É possível equilibrar o orçamento público só cortando despesas. Ou é possível equilibrar o orçamento público fazendo investimentos em políticas que trazem retorno social. Dependendo do modelo escolhido, temos um país austero, com baixa tributação, sem garantia de direitos, sem mercado interno, com pessoas empobrecidas, desempregadas, doentes, morrendo
A austeridade não se refere a apenas um corte orçamentário momentâneo para corrigir um déficit, mas a um modo de organização da sociedade, em que é preciso decidir se queremos caminhar para a solidariedade, para o compromisso com os indivíduos, ou se queremos uma sociedade em que o Estado não tem responsabilidade para com as pessoas e em que não existem os objetivos fundamentais que constam do artigo terceiro da Constituição, como redução de desigualdades, promoção do bem de todos, sem discriminação.
É possível equilibrar o orçamento público só cortando despesas. Ou é possível equilibrar o orçamento público fazendo investimentos em políticas que trazem retorno social. Dependendo do modelo escolhido, temos um país austero, com baixa tributação, sem garantia de direitos, sem mercado interno, com pessoas empobrecidas, desempregadas, doentes, morrendo. O país torna-se um mero exportador – que é a lógica que observamos hoje. Mas podemos ter um país que garante direitos, promove inclusão social, reduz desigualdades e cria um mercado interno. Um país que não depende da condição de exportador, em que as pessoas conseguem consumir, melhorar o padrão de vida, estar empregadas.

• _O QUE FAZER_
Retome o texto acima sobre austeridade e orçamento público e escreva a continuação a partir da última frase.

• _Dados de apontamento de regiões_
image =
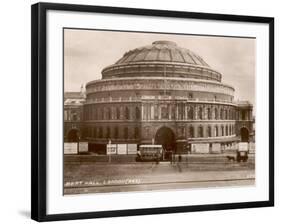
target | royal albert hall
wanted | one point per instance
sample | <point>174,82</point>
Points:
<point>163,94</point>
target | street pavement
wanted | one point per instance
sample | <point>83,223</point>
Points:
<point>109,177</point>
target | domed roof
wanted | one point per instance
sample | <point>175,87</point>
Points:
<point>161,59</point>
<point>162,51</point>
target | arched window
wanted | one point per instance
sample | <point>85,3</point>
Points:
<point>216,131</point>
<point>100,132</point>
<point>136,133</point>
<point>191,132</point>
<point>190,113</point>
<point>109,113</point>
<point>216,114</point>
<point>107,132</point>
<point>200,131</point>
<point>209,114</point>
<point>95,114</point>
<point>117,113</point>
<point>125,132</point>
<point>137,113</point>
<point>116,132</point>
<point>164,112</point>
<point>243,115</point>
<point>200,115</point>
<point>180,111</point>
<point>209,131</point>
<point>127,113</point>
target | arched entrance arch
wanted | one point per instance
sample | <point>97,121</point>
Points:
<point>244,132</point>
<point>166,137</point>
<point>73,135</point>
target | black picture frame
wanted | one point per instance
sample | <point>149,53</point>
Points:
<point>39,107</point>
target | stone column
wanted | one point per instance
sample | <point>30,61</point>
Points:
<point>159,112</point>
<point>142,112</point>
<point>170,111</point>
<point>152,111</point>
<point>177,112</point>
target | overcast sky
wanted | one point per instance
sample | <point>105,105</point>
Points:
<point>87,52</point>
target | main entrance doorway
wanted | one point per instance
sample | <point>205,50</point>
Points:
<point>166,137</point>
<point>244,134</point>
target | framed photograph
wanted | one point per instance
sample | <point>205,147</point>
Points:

...

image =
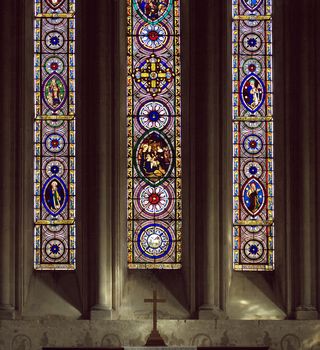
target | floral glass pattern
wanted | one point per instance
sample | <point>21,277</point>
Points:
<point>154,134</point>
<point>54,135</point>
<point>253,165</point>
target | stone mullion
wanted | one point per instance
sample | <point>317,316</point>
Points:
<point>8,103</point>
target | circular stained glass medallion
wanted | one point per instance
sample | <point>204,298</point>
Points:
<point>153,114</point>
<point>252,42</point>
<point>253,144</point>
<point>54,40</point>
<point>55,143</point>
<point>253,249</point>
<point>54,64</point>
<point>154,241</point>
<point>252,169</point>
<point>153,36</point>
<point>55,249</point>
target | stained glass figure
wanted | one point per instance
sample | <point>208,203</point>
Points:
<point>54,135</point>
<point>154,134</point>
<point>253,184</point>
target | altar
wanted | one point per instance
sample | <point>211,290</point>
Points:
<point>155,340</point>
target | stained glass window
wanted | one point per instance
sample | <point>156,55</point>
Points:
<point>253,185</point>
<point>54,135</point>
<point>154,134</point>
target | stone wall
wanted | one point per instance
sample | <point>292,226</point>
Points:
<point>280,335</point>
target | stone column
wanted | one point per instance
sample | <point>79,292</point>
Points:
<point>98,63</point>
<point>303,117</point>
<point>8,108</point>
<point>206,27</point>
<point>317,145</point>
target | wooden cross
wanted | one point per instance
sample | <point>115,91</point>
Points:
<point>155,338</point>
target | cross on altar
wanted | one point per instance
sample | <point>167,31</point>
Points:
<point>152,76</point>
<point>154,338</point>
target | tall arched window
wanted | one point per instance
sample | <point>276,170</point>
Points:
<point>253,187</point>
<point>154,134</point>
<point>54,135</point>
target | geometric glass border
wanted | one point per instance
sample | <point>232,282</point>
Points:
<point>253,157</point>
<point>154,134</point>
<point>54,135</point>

• _RESPOSTA ESCRITA_
Nesse sentido, investir em ciência, tecnologia e inovação é essencial, porque produzir conhecimento gera riqueza para o país. Na saúde, existe um grande potencial nacional de inovação, com a biodiversidade de que dispomos, na área de medicamentos, na área de equipamentos. No entanto, estamos vendo hoje os cortes nas bolsas científicas e nossos doutores com capacidade de inovação indo embora para outros países. Política social precisa ser entendida não como gasto, mas como investimento. Quando investimos em políticas públicas de saúde e educação, garantimos direitos, garantimos acesso a serviços, e isso, consequentemente, gera crescimento econômico e equilíbrio, tanto na política econômica, quanto na política fiscal.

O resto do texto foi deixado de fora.